**Record set**.
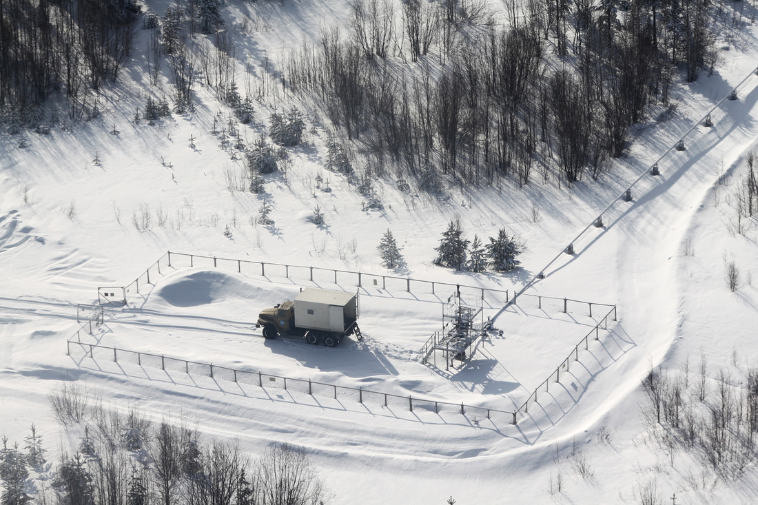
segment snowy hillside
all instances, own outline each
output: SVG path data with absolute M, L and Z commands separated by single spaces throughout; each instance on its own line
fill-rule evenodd
M 168 6 L 149 2 L 141 19 Z M 754 10 L 722 8 L 746 21 Z M 194 110 L 135 121 L 149 96 L 172 93 L 168 67 L 153 82 L 152 36 L 139 20 L 120 79 L 91 91 L 99 115 L 71 121 L 65 97 L 53 96 L 49 133 L 0 134 L 0 435 L 23 447 L 34 424 L 50 462 L 31 469 L 27 491 L 54 500 L 61 455 L 96 424 L 56 420 L 49 395 L 74 384 L 154 427 L 167 420 L 205 441 L 238 441 L 252 460 L 271 443 L 302 449 L 331 503 L 758 500 L 758 223 L 739 212 L 758 136 L 753 24 L 719 32 L 713 75 L 675 78 L 676 107 L 652 105 L 597 180 L 534 177 L 519 188 L 515 177 L 451 178 L 433 193 L 362 166 L 372 185 L 362 193 L 349 174 L 327 169 L 331 124 L 280 81 L 287 50 L 349 10 L 224 5 L 233 74 L 257 97 L 249 124 L 202 78 Z M 211 55 L 217 42 L 193 43 Z M 295 105 L 303 142 L 284 149 L 253 193 L 234 143 L 268 135 L 271 114 Z M 674 148 L 685 134 L 684 150 Z M 660 174 L 650 175 L 656 161 Z M 588 226 L 606 208 L 602 226 Z M 456 219 L 468 240 L 503 228 L 517 237 L 521 267 L 435 265 Z M 377 251 L 388 230 L 398 268 Z M 359 293 L 362 340 L 332 349 L 262 337 L 258 312 L 314 286 Z M 481 305 L 478 324 L 493 328 L 468 360 L 446 364 L 437 351 L 423 362 L 459 289 Z M 125 306 L 106 303 L 122 293 Z M 80 329 L 99 312 L 80 308 L 77 322 L 77 304 L 102 305 L 102 324 Z M 161 369 L 161 356 L 172 365 Z M 211 364 L 233 372 L 214 376 Z

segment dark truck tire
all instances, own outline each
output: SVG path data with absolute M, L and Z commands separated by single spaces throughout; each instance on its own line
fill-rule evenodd
M 263 337 L 268 340 L 277 337 L 277 328 L 274 325 L 263 325 Z
M 336 347 L 340 343 L 340 339 L 335 335 L 328 334 L 324 337 L 324 345 L 327 347 Z
M 318 334 L 316 333 L 315 331 L 311 331 L 305 332 L 305 341 L 310 343 L 312 346 L 318 345 L 319 340 L 321 339 L 318 338 Z

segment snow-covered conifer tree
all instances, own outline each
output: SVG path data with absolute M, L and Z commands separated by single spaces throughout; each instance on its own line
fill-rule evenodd
M 27 463 L 30 466 L 39 466 L 45 464 L 45 449 L 42 447 L 42 436 L 37 433 L 36 426 L 32 425 L 31 434 L 23 438 L 26 442 L 24 449 L 27 450 Z
M 434 264 L 461 270 L 466 262 L 468 249 L 468 240 L 463 238 L 460 221 L 451 221 L 447 230 L 442 234 L 440 246 L 434 249 L 437 251 Z
M 505 228 L 498 231 L 496 239 L 490 237 L 487 252 L 493 270 L 510 271 L 521 265 L 516 256 L 521 254 L 522 246 L 516 242 L 515 237 L 508 236 Z
M 127 488 L 127 505 L 147 505 L 149 500 L 147 482 L 144 476 L 134 466 L 129 478 Z
M 381 257 L 381 264 L 387 268 L 396 268 L 402 262 L 402 255 L 400 254 L 400 249 L 397 246 L 395 237 L 392 236 L 392 232 L 387 230 L 382 237 L 379 243 L 379 256 Z
M 466 266 L 471 271 L 480 272 L 487 270 L 487 250 L 482 246 L 481 240 L 478 235 L 474 236 L 474 241 L 471 242 L 471 252 L 468 256 L 468 261 Z
M 200 23 L 204 33 L 215 33 L 224 24 L 219 0 L 200 0 Z

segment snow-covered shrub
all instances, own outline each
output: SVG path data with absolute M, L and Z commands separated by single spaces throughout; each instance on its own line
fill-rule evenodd
M 302 142 L 305 123 L 302 114 L 295 108 L 286 115 L 274 111 L 271 117 L 271 140 L 280 146 L 297 146 Z
M 490 265 L 497 271 L 510 271 L 521 265 L 516 256 L 521 254 L 522 246 L 515 237 L 508 236 L 505 228 L 498 231 L 497 238 L 490 237 L 487 252 Z
M 273 224 L 274 220 L 268 215 L 271 213 L 272 210 L 274 210 L 274 208 L 271 207 L 271 204 L 265 200 L 263 200 L 263 203 L 261 204 L 261 209 L 258 213 L 258 222 L 264 226 Z
M 152 30 L 153 28 L 158 28 L 158 16 L 149 12 L 143 18 L 143 30 Z
M 468 240 L 463 238 L 460 221 L 457 219 L 451 221 L 447 230 L 442 234 L 439 246 L 434 248 L 437 251 L 434 265 L 461 270 L 466 262 L 468 249 Z
M 261 135 L 245 155 L 251 174 L 271 174 L 277 170 L 277 158 L 274 154 L 274 149 L 266 142 L 263 135 Z
M 478 235 L 474 235 L 474 241 L 471 242 L 471 252 L 466 266 L 474 272 L 481 272 L 487 270 L 487 250 L 481 243 L 481 239 Z
M 314 224 L 324 224 L 324 212 L 321 212 L 321 208 L 318 205 L 316 205 L 316 208 L 313 209 L 313 215 L 311 216 L 311 222 Z
M 162 101 L 153 100 L 151 97 L 147 97 L 147 102 L 145 104 L 145 113 L 143 118 L 148 121 L 153 121 L 171 115 L 171 108 L 168 105 L 168 101 L 165 98 Z
M 39 466 L 45 464 L 45 448 L 42 447 L 42 436 L 37 433 L 34 425 L 31 427 L 31 434 L 23 438 L 24 447 L 27 450 L 27 463 L 30 466 Z
M 352 171 L 350 160 L 345 154 L 345 149 L 331 133 L 327 136 L 327 168 L 340 174 L 349 174 Z
M 402 262 L 402 255 L 392 232 L 387 230 L 379 243 L 379 256 L 381 264 L 387 268 L 396 268 Z

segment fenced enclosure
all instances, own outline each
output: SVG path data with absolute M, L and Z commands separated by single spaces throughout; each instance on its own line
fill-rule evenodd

**Challenge**.
Convert every line of the entries above into a JSON list of strings, one string per line. Omit blank lines and the pictures.

**Solution**.
[
  "segment snowy hillside",
  "all instances, own outline each",
  "output: SVG path data with absolute M, L and Z commands separated by single spaces throughout; each instance on its own line",
  "fill-rule evenodd",
  "M 168 6 L 149 2 L 141 19 Z M 754 10 L 722 8 L 746 21 Z M 194 110 L 135 121 L 149 96 L 172 93 L 168 67 L 153 82 L 152 36 L 139 20 L 120 79 L 91 91 L 99 115 L 71 121 L 65 97 L 53 96 L 49 133 L 0 134 L 0 435 L 23 447 L 34 424 L 50 462 L 31 469 L 27 491 L 54 500 L 61 455 L 96 424 L 56 420 L 49 395 L 74 384 L 154 427 L 167 420 L 205 441 L 238 441 L 252 460 L 271 443 L 302 449 L 331 503 L 758 500 L 758 223 L 739 212 L 758 136 L 753 24 L 719 32 L 713 75 L 675 78 L 676 107 L 652 105 L 597 180 L 534 177 L 519 188 L 515 177 L 451 178 L 433 193 L 362 166 L 372 185 L 362 193 L 349 174 L 327 169 L 331 124 L 280 81 L 287 50 L 349 10 L 224 5 L 233 74 L 257 97 L 249 124 L 202 78 Z M 211 55 L 217 42 L 193 43 Z M 295 105 L 303 142 L 284 149 L 253 193 L 234 143 L 268 135 L 271 114 Z M 674 148 L 685 134 L 684 150 Z M 660 174 L 650 175 L 656 161 Z M 588 226 L 606 208 L 602 226 Z M 456 219 L 468 240 L 503 228 L 517 237 L 521 267 L 435 265 Z M 377 251 L 388 230 L 398 268 Z M 359 293 L 362 340 L 332 349 L 262 337 L 258 312 L 314 286 Z M 481 305 L 478 324 L 493 328 L 468 360 L 446 364 L 437 351 L 423 362 L 459 289 Z M 125 306 L 106 303 L 122 293 Z M 80 329 L 99 312 L 80 308 L 77 322 L 77 304 L 102 305 L 102 324 Z M 161 369 L 161 356 L 172 365 Z M 211 364 L 233 372 L 214 376 Z",
  "segment dark truck tire",
  "all instances, own outline each",
  "output: SVG path data with absolute M, L and Z commands separated by single spaces throughout; each instance on its own line",
  "fill-rule evenodd",
  "M 263 337 L 268 340 L 277 337 L 277 328 L 274 325 L 263 325 Z",
  "M 336 347 L 340 343 L 340 339 L 335 335 L 328 334 L 324 337 L 324 345 L 327 347 Z",
  "M 318 334 L 316 333 L 315 331 L 311 331 L 305 332 L 305 341 L 310 343 L 312 346 L 318 345 L 319 340 L 321 339 L 318 338 Z",
  "segment snow-covered conifer tree",
  "all instances, own outline each",
  "output: SVG path data with absolute M, L and Z commands separated by single spaces throughout; each instance on its own line",
  "fill-rule evenodd",
  "M 27 463 L 30 466 L 39 466 L 45 464 L 45 449 L 42 447 L 42 436 L 37 433 L 36 426 L 32 425 L 31 434 L 23 438 L 26 442 L 24 449 L 27 450 Z",
  "M 434 264 L 461 270 L 466 262 L 468 249 L 468 240 L 463 238 L 460 221 L 451 221 L 447 230 L 442 234 L 440 246 L 434 249 L 437 251 Z",
  "M 505 228 L 498 231 L 496 239 L 490 237 L 487 252 L 493 270 L 510 271 L 521 265 L 516 256 L 521 254 L 522 246 L 516 242 L 515 237 L 508 236 Z",
  "M 127 488 L 127 505 L 147 505 L 149 500 L 147 482 L 144 476 L 134 466 L 129 478 Z",
  "M 381 257 L 381 264 L 387 268 L 396 268 L 402 262 L 402 255 L 400 254 L 400 249 L 397 246 L 395 237 L 392 236 L 392 232 L 387 230 L 382 237 L 379 243 L 379 256 Z",
  "M 466 266 L 471 271 L 480 272 L 487 270 L 487 250 L 482 246 L 481 240 L 478 235 L 474 236 L 474 241 L 471 242 L 471 252 L 468 256 L 468 261 Z",
  "M 200 23 L 204 33 L 215 33 L 224 24 L 219 0 L 200 0 Z",
  "segment snow-covered shrub",
  "all instances, own outline each",
  "output: SVG path data with absolute M, L and Z commands separated by single spaces throughout; each instance on its own line",
  "fill-rule evenodd",
  "M 302 142 L 305 123 L 302 114 L 295 108 L 286 115 L 274 111 L 271 117 L 271 140 L 280 146 L 297 146 Z",
  "M 490 265 L 497 271 L 510 271 L 521 265 L 516 256 L 521 254 L 522 246 L 515 237 L 508 236 L 505 228 L 498 231 L 497 238 L 490 237 L 487 252 Z",
  "M 273 224 L 274 220 L 268 215 L 271 213 L 272 210 L 274 210 L 274 208 L 271 207 L 271 204 L 265 200 L 263 200 L 263 203 L 261 204 L 261 209 L 258 213 L 258 222 L 264 226 Z",
  "M 152 30 L 153 28 L 158 28 L 158 16 L 149 12 L 143 18 L 143 30 Z",
  "M 468 240 L 463 238 L 460 221 L 457 219 L 451 221 L 447 230 L 442 234 L 439 246 L 434 248 L 437 251 L 434 265 L 461 270 L 466 262 L 468 249 Z",
  "M 261 135 L 245 155 L 251 174 L 271 174 L 277 170 L 277 158 L 274 154 L 274 149 L 266 142 L 263 135 Z",
  "M 478 235 L 474 235 L 474 241 L 471 242 L 471 252 L 466 266 L 474 272 L 481 272 L 487 270 L 487 250 L 481 243 L 481 239 Z",
  "M 314 224 L 324 224 L 324 212 L 321 212 L 321 208 L 318 205 L 316 205 L 316 208 L 313 209 L 313 215 L 311 216 L 311 222 Z",
  "M 162 101 L 153 100 L 151 97 L 147 97 L 147 102 L 145 104 L 145 113 L 143 118 L 148 121 L 153 121 L 171 115 L 171 108 L 168 105 L 168 101 L 165 98 Z",
  "M 39 466 L 45 464 L 45 448 L 42 447 L 42 436 L 37 433 L 34 425 L 31 427 L 31 434 L 23 438 L 24 447 L 27 450 L 27 463 L 30 466 Z",
  "M 352 171 L 350 160 L 345 154 L 345 149 L 331 133 L 327 136 L 327 168 L 340 174 L 349 174 Z",
  "M 402 262 L 402 255 L 392 232 L 387 230 L 379 243 L 379 256 L 381 264 L 387 268 L 396 268 Z",
  "segment fenced enclosure",
  "all instances, own outline each",
  "output: SVG path data with absolute M, L and Z commands separated by single spaces throughout; each instance on its own line",
  "fill-rule evenodd"
]